▶ Problem details
Could you retype all of the data below exactly as given?
---- Data for this task
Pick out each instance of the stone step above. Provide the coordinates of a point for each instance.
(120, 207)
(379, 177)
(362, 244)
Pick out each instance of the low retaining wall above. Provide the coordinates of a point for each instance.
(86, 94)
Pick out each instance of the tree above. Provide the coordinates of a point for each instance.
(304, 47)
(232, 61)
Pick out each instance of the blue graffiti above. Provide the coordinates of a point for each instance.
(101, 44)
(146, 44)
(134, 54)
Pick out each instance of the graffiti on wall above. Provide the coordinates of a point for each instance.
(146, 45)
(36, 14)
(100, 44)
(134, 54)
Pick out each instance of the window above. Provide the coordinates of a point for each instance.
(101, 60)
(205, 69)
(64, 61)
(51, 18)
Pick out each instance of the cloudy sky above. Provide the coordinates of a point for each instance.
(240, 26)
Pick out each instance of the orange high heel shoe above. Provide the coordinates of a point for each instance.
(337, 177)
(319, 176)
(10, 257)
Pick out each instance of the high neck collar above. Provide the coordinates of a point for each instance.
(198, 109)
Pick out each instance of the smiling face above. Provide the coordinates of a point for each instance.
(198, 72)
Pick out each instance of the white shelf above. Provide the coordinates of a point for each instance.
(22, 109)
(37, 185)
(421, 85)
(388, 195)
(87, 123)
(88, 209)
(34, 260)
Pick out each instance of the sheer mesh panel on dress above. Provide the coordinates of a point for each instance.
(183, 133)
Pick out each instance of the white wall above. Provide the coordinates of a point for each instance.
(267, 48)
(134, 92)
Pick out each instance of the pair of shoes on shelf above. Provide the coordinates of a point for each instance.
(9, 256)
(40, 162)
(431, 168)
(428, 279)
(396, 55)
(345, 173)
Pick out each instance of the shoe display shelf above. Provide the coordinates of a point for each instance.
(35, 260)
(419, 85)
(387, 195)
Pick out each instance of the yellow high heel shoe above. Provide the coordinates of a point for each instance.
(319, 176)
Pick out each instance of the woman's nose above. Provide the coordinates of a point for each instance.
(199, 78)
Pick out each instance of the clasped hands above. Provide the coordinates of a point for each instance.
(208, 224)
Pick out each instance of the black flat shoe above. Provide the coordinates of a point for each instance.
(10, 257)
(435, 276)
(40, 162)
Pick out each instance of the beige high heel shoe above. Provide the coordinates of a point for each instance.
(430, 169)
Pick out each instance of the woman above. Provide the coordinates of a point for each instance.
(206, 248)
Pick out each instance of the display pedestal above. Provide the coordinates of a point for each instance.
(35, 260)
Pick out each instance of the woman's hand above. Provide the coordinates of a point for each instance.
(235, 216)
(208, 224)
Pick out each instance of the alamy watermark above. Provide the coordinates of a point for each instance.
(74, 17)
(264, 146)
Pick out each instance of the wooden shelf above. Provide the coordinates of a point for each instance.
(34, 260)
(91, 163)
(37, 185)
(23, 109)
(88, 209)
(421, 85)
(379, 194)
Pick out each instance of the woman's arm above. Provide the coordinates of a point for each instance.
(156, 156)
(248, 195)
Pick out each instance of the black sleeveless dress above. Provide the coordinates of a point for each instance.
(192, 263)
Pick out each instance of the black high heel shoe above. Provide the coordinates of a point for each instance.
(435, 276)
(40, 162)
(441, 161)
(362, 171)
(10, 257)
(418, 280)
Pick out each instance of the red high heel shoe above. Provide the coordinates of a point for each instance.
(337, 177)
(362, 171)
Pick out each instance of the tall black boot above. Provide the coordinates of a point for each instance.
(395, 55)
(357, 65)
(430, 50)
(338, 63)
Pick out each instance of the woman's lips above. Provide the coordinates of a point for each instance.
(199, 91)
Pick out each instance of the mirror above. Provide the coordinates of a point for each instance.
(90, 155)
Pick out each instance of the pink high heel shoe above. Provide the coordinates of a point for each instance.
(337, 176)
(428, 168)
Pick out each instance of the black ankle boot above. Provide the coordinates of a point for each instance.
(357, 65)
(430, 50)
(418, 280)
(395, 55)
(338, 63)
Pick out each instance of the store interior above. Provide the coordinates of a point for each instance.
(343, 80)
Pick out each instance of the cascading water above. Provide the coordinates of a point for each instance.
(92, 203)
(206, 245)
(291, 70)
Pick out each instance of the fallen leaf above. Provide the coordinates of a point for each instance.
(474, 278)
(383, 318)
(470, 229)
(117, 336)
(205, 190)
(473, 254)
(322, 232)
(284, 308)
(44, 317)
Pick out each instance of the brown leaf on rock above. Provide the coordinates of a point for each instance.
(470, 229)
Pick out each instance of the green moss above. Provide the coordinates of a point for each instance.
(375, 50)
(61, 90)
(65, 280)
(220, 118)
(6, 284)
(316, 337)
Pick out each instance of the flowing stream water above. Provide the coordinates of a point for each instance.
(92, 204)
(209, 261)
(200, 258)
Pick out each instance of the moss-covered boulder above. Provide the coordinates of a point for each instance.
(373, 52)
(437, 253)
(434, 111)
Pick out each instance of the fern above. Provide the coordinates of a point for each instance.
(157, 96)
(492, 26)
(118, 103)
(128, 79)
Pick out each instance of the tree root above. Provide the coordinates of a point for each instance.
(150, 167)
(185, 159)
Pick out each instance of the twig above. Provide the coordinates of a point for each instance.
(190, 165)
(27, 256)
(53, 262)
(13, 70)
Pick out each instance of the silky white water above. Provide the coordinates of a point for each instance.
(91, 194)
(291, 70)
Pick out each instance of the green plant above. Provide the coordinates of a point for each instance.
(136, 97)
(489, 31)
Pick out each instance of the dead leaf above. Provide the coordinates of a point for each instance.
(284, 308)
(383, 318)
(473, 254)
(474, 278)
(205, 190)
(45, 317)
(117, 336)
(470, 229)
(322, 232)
--------
▶ Your solution
Pick out each instance of the stone step above. Provide the coordinates of a point for each instance.
(120, 207)
(379, 177)
(362, 244)
Pick out each instance of the low retaining wall above. Provide the coordinates of a point for each instance.
(86, 94)
Pick out each instance of the tree above. Provide the coordinates of a point for each instance.
(304, 47)
(232, 61)
Pick out each instance of the blue graffiti above. Provide the coordinates of a point for each instance.
(101, 44)
(146, 44)
(134, 54)
Pick out each instance of the graffiti on wall above. Provide the coordinates of a point for each instance.
(146, 45)
(36, 14)
(100, 44)
(134, 54)
Pick out each instance of the window above. Provide the coordinates of a point for each instance.
(101, 60)
(205, 69)
(64, 61)
(51, 18)
Pick out each instance of the cloudy sky above. Provide the coordinates of a point for each instance.
(240, 26)
Pick out each instance of the orange high heel shoe above. Provide the coordinates of a point for each instance.
(337, 177)
(319, 176)
(10, 257)
Pick out each instance of the high neck collar above. Provide the coordinates of a point for each instance.
(198, 109)
Pick out each instance of the smiling face above. Provide the coordinates of a point for each instance.
(198, 72)
Pick out each instance of the white shelf above. Provide the coordinates of a point for each instance.
(22, 109)
(37, 185)
(421, 85)
(388, 195)
(87, 123)
(88, 209)
(34, 260)
Pick out each instance of the sheer mesh panel on dress above. Provide the coordinates of a point for each instance.
(183, 133)
Pick out each instance of the white wall above. Provide the coordinates of a point for each instance.
(267, 48)
(134, 92)
Pick out each instance of the pair of shoes on shelf above. Provide the coordinates of a point for each instance.
(9, 256)
(40, 162)
(431, 168)
(428, 279)
(396, 55)
(345, 173)
Pick out each instance of the shoe display shelf above. Provide the coordinates of a point for each instance.
(35, 260)
(419, 85)
(387, 195)
Pick out each instance of the yellow high heel shoe above. Provide the coordinates of a point for each instance.
(319, 176)
Pick out each instance of the woman's nose above. Provide the coordinates of a point for each instance.
(199, 78)
Pick out each instance of the clasped hands above. Provide the coordinates of a point for each instance.
(208, 224)
Pick out each instance of the black flat shoe above. Provide the coordinates of a point for each instance.
(10, 257)
(435, 276)
(40, 162)
Pick out each instance of the beige high heel shoe above. Provide the coordinates of a point for each instance.
(430, 169)
Pick out each instance of the woman above. Provide the coordinates of a point for each instance.
(206, 248)
Pick out each instance of the display pedestal above. Provide the coordinates of a point for each instance.
(35, 260)
Pick out each instance of the woman's hand above. Provide the coordinates of a point for each instance.
(235, 216)
(208, 224)
Pick out each instance of the alamy watermark above. Provide the coordinates of a point for each instance.
(74, 17)
(264, 146)
Pick out each instance of the wooden shelf above. Provide the coordinates of a point for each instance.
(34, 260)
(91, 163)
(37, 185)
(23, 109)
(88, 209)
(421, 85)
(379, 194)
Pick out each instance of the woman's arm above. Provide the coordinates of a point for each instance.
(156, 156)
(248, 195)
Pick out each instance of the black sleeveless dress above. Provide the coordinates of a point for each instance.
(192, 263)
Pick out each instance of the black high heel shoe above. Provide the coordinates of a point for each instance.
(435, 276)
(40, 162)
(441, 161)
(362, 171)
(10, 257)
(418, 280)
Pick out each instance of the red high heel shoe above. Provide the coordinates of a point for each instance.
(337, 177)
(362, 171)
Pick out each instance of the tall black boot above. Provide the coordinates of a point for each instance.
(395, 55)
(357, 65)
(430, 50)
(338, 63)
Pick out each instance of the woman's lips above. Provide the coordinates of a point for each instance.
(199, 91)
Pick out each instance of the mirror above. Provide the coordinates of a point for each instance.
(90, 155)
Pick out each instance of the pink high heel shoe above. Provide the coordinates of a point for each instance.
(337, 176)
(428, 168)
Pick out each instance of the black ankle boot above. Provide the coordinates of a point for each instance.
(357, 65)
(430, 50)
(418, 280)
(395, 55)
(338, 63)
Pick out each instance of the store interior above. Provide the coordinates of a point for each instance.
(343, 80)
Pick out each instance of the cascading water above. Provide the coordinates of a point for each instance.
(92, 203)
(206, 245)
(291, 70)
Pick out each instance of the fallen leaf above. Provide the coordinates of a point for each instance.
(474, 278)
(383, 318)
(470, 229)
(117, 336)
(205, 190)
(473, 254)
(322, 232)
(284, 308)
(44, 317)
Pick out each instance of the brown leaf on rock above. Provide the coordinates of a point for each instance.
(470, 229)
Pick out each instance of the green moss above. Provide the coordinates of a point for each instance.
(375, 50)
(61, 90)
(65, 280)
(220, 118)
(6, 284)
(316, 337)
Pick out each instance of the flowing stream water above. Provide the coordinates of a point for each instance.
(92, 204)
(209, 261)
(200, 258)
Pick out each instance of the moss-covered boulder above. Provide the coordinates of a point for each instance.
(373, 52)
(437, 253)
(434, 111)
Pick out each instance of the fern above. Provide the coordinates of a point for each instance.
(157, 96)
(492, 26)
(118, 103)
(128, 79)
Pick out each instance of the tree root above. Provide the coordinates of a point for each instance.
(150, 167)
(185, 159)
Pick out each instance of the twig above. Provide the coordinates of a point for each instance.
(190, 165)
(27, 256)
(53, 262)
(13, 70)
Pick out each instance of the silky white water above. Provide the coordinates of a point for each instance.
(91, 194)
(291, 70)
Pick out each instance of the green plant above. Provide the coordinates of a point for each instance.
(136, 97)
(489, 31)
Pick out each instance of the dead leaf above. Provide the coordinates of a point for each instance.
(284, 308)
(383, 318)
(473, 254)
(474, 278)
(205, 190)
(45, 317)
(117, 336)
(470, 229)
(322, 232)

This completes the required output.